Antonio Misiani a Bergamo (LaPresse)

Gemelli diversi

Antonio Misiani

È il M5s che ha copiato il Pd (e il Pse), non viceversa: “Una riscoperta tardiva e strumentale dei valori di sinistra”

Al direttore - Trovo molto apprezzabile lo spazio di analisi che il Foglio ha dedicato al programma Pd per le elezioni europee. Quasi temerario, direi, in una stagione (deprimente) in cui i programmi ormai non li legge quasi nessuno e la politica è ridotta a tweet, post e proclami del tutto sganciati dalla realtà. Non c’è spazio per approfondire il dibattito sul tasso di coraggio delle piattaforme della socialdemocrazia europea (Pd compreso).

 

Personalmente, ho una opinione meno pessimistica degli interlocutori che avete chiamato in causa. La sinistra europea ha dato, negli ultimi vent’anni, una lettura eccessivamente indulgente dei processi di trasformazione che hanno investito i paesi europei. La piena consapevolezza dei rischi prodotti dal cambiamento climatico e della insostenibilità del nostro modello di sviluppo è un dato politico relativamente recente. L’illusione che le ricadute della globalizzazione e della rivoluzione digitale fossero in buona parte positive ha portato ad una sottovalutazione dell’emergere nelle periferie sociali e geografiche del Vecchio Continente di disuguaglianze crescenti. L’idea che l’immigrazione potesse essere di per sé un fattore di arricchimento di paesi demograficamente invecchiati non ha fatto cogliere la portata e la profondità dell’inquietudine e delle paure che via via si diffondevano nella società europea. Sentimenti talmente forti e diffusi da mettere in discussione la tenuta stessa della democrazia.

 

Il punto di partenza dei programmi della socialdemocrazia europea è questo, sia pur con inevitabili accenti diversi da paese a paese. E porta con sé un posizionamento politico e programmatico molto differente da quello di cinque anni fa. Il programma europeo del Pd si inserisce in questo contesto, condividendo la visione e le proposte del Manifesto approvato dal congresso del Partito socialista europeo (Pse) di Roma il 1° marzo scorso. Un Manifesto che parla di salario minimo dignitoso in tutta Europa, di lotta all’evasione e alla concorrenza fiscale, di parità di genere, di solidarietà nella gestione delle politiche di immigrazione e asilo, di project bonds per finanziare gli investimenti validi a favore dell’economia verde.

ESTRATTI DI DATI »
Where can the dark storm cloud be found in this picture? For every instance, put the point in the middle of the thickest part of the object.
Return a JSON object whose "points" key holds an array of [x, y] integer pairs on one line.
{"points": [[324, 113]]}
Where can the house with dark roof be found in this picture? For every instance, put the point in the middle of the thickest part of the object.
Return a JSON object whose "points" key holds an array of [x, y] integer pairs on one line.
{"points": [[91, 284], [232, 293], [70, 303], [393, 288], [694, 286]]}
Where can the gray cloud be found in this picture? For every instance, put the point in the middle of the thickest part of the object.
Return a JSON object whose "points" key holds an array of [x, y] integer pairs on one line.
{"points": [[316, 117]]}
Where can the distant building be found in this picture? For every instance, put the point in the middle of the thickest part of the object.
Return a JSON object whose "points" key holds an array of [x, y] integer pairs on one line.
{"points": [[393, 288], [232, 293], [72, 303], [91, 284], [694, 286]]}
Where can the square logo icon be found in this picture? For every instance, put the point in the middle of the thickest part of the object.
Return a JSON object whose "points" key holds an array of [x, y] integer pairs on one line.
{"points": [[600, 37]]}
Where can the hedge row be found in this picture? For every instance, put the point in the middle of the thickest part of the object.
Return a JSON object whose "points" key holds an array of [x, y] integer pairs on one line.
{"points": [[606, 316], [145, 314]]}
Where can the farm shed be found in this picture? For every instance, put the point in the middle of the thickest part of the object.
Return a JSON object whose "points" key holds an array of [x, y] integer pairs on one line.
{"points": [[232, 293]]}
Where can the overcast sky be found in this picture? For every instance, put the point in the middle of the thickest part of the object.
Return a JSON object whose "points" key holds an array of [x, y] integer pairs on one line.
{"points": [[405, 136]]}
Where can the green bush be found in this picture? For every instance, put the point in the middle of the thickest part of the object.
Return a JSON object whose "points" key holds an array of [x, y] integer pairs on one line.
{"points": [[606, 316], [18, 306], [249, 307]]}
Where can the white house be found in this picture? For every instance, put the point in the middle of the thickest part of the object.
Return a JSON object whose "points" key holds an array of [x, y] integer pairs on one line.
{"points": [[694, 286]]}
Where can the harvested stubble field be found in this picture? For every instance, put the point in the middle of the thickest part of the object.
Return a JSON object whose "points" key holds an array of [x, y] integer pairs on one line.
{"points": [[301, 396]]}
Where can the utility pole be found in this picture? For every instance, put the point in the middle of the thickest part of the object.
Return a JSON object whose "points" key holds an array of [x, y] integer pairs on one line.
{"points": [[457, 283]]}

LAVORO RICHIESTO » Nel brano sul programma europeo del Pd, in quale città e in che giorno il congresso del Pse ha approvato il Manifesto?

RISPOSTA AL PROBLEMA » A Roma, il 1° marzo scorso.